— TEXTO EM ESTUDO —
###

A corrida desenfreada para construir infraestruturas de Inteligência Artificial está a começar a apresentar a fatura ao consumidor comum. O que começou por afetar algumas marcas específicas está agora a alastrar-se, com previsões de que a escassez de componentes poderá ter um impacto severo na indústria de computadores e smartphones já em 2026.
Segundo um novo relatório da International Data Corporation (IDC), no pior cenário possível, as remessas de computadores pessoais poderão encolher até 8,9% em 2026, uma consequência direta dos custos elevados da memória.
O desvio da produção para os servidores
A raiz do problema reside numa mudança estratégica dos fabricantes de componentes. Em vez de expandirem a produção de memória convencional (DRAM e NAND), usada na grande maioria dos portáteis, desktops e telemóveis, as grandes fabricantes estão a canalizar os seus recursos para memórias específicas para centros de dados de IA.
Estamos a falar de tecnologias como a memória de grande largura de banda (HBM) e DDR5 de alta capacidade, essenciais para treinar e executar os modelos de IA que hoje dominam as manchetes. Esta mudança de foco criou um "efeito de funil", reduzindo a disponibilidade da memória RAM tradicional para os fabricantes de PCs, o que, inevitavelmente, obriga ao aumento dos preços para manter as margens de lucro.
Um exemplo prático desta tendência já se fez sentir. A fabricante de computadores modulares Framework já teve de aumentar os preços de alguns dos seus portáteis e componentes, alertando que novos aumentos de custos são "altamente prováveis" nos próximos meses.
A ironia dos "AI PCs" e o impacto nos preços
A situação carrega uma ironia cruel para a indústria. Os chamados "AI PCs" — computadores equipados com unidades de processamento neural (NPU) capazes de correr modelos de IA localmente — eram vistos como a grande esperança para tirar o mercado da sua estagnação pós-pandemia. No entanto, estes mesmos computadores exigem quantidades superiores de memória RAM para funcionarem eficazmente, tornando-os nas vítimas principais desta escassez que a própria indústria da IA criou.

De acordo com as projeções pessimistas da IDC, os preços dos computadores poderão subir entre 6% a 8% em 2026. Para o consumidor, isto significa pagar mais por máquinas que, em alguns casos, poderão nem sequer trazer grandes saltos de desempenho fora das tarefas de inteligência artificial.
Smartphones também não escapam
O impacto não se restringe aos computadores. O relatório da IDC aponta também para um cenário sombrio no mercado móvel. Prevê-se que o preço médio de venda de um smartphone possa crescer na mesma ordem dos 6% a 8%, com uma consequente contração nas remessas de dispositivos que pode chegar aos 5,2%.
No entanto, nem todas as empresas estão no mesmo barco. Gigantes como a Apple e a Samsung, que possuem enormes reservas de dinheiro e acordos de fornecimento de longo prazo (ou, no caso da Samsung, fabricam a sua própria memória), deverão conseguir resistir a esta tempestade e manter a consistência durante um ou dois anos. Para o resto do mercado, o futuro próximo avizinha-se consideravelmente mais caro e com menos margem para aventuras ou riscos.

###

— DADOS FORNECIDOS —
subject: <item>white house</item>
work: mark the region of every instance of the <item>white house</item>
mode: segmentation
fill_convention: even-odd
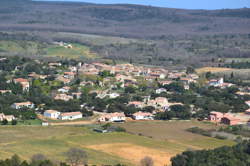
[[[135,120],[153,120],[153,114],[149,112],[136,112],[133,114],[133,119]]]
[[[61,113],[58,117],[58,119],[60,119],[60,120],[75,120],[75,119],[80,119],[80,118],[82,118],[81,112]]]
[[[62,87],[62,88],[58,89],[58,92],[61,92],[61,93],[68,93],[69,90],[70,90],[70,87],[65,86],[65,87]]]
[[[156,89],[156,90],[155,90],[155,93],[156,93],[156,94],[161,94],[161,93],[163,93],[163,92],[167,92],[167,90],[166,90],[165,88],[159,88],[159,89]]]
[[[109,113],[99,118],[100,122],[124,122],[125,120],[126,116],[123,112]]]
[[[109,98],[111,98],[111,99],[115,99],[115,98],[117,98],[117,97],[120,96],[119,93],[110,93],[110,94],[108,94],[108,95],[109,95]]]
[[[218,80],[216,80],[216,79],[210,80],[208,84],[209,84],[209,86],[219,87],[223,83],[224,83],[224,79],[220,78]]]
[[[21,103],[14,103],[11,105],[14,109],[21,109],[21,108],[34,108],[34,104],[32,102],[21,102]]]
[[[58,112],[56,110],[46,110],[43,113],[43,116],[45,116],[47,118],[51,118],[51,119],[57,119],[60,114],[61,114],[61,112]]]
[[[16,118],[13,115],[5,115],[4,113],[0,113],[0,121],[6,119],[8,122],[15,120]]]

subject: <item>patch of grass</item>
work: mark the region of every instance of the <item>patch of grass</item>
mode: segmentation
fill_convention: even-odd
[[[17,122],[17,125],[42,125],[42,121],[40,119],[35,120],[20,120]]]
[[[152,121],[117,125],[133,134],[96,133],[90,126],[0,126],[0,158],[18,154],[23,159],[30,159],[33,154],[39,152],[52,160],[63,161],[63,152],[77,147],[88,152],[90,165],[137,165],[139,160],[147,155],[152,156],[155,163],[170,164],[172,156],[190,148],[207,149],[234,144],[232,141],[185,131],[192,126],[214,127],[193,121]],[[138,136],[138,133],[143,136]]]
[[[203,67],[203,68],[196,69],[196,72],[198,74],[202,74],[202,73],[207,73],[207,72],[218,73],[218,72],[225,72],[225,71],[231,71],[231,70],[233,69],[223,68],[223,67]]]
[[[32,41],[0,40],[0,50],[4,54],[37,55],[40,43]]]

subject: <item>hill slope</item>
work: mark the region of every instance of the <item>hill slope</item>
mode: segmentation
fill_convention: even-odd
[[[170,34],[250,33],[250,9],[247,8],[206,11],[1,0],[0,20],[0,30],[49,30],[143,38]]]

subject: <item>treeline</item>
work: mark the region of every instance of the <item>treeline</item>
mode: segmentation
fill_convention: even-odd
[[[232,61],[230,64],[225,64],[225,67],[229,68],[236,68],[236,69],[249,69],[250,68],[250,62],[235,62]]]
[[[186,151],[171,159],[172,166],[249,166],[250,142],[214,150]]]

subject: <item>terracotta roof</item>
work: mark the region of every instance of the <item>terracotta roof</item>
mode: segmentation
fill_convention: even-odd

###

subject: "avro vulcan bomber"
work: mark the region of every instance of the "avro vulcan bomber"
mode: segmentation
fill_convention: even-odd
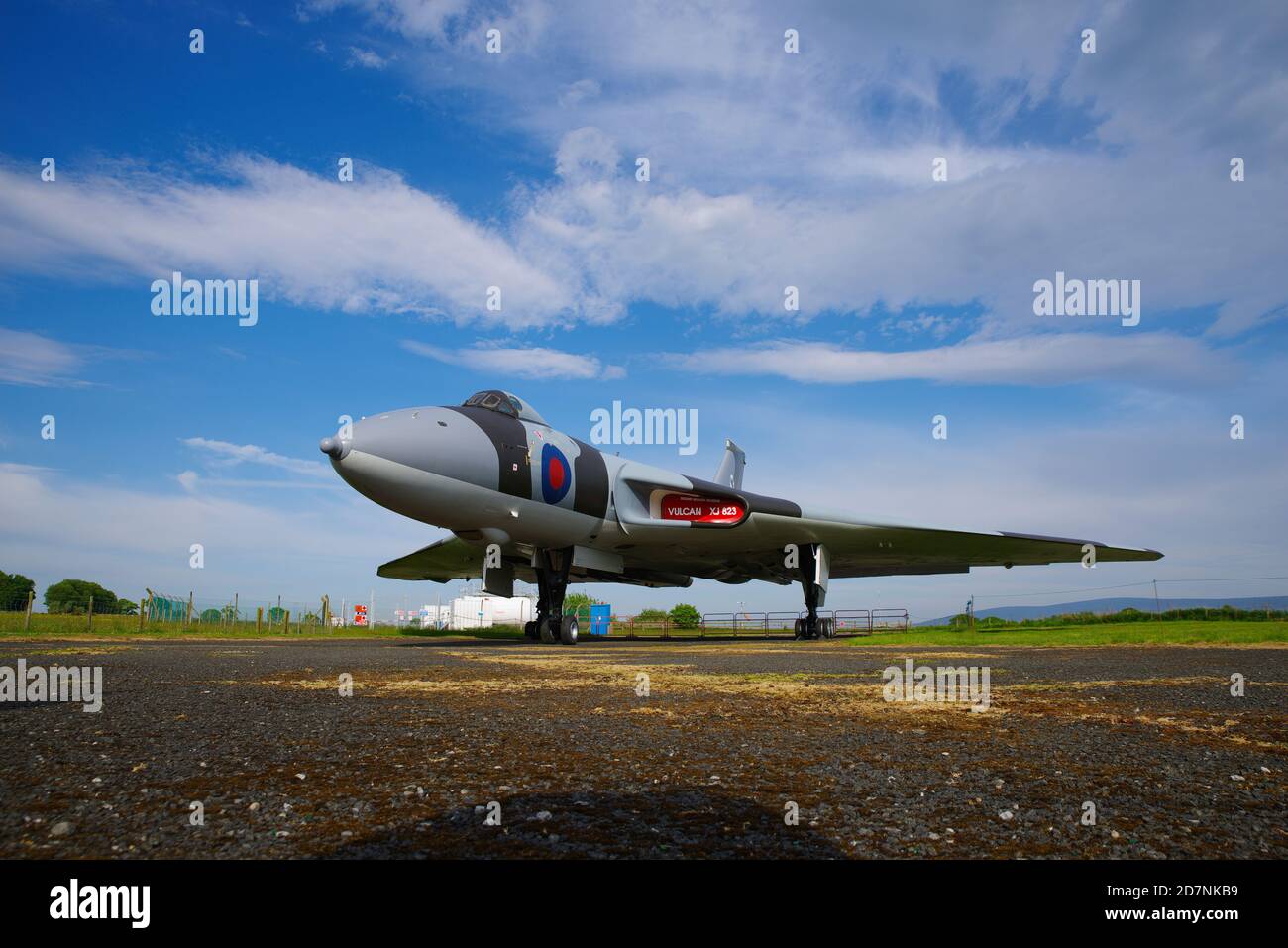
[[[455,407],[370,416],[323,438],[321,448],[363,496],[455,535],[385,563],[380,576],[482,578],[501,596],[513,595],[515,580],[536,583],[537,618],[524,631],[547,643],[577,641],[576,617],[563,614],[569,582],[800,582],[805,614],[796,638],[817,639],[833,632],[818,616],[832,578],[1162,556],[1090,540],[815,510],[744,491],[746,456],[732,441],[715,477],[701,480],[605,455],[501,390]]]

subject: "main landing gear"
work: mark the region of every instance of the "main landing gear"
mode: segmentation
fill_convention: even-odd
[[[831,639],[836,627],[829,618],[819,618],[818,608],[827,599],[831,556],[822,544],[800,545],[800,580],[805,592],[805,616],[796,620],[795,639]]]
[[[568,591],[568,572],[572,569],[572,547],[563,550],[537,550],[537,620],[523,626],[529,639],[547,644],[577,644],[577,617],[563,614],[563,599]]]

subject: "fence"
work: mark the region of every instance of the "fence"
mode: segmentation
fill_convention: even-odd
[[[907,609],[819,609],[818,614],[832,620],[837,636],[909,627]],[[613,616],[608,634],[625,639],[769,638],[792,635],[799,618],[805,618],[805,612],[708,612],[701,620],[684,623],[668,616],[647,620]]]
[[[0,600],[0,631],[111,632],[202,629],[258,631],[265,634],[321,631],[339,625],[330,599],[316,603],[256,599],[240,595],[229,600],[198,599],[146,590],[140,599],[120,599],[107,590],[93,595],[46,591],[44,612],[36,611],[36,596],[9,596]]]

###

— PROBLEMAS A RESOLVER —
1. No texto sobre a escassez de memória, até quanto poderão encolher as remessas de computadores pessoais em 2026, no pior cenário previsto pela IDC?
2. Reproduza do texto sobre a escassez de memória tudo o que vai de "O desvio da" até "dados de IA.", sem alterar nada.

— SOLUÇÕES POR TAREFA —
1. Até 8,9%.

2.
O desvio da produção para os servidores
A raiz do problema reside numa mudança estratégica dos fabricantes de componentes. Em vez de expandirem a produção de memória convencional (DRAM e NAND), usada na grande maioria dos portáteis, desktops e telemóveis, as grandes fabricantes estão a canalizar os seus recursos para memórias específicas para centros de dados de IA.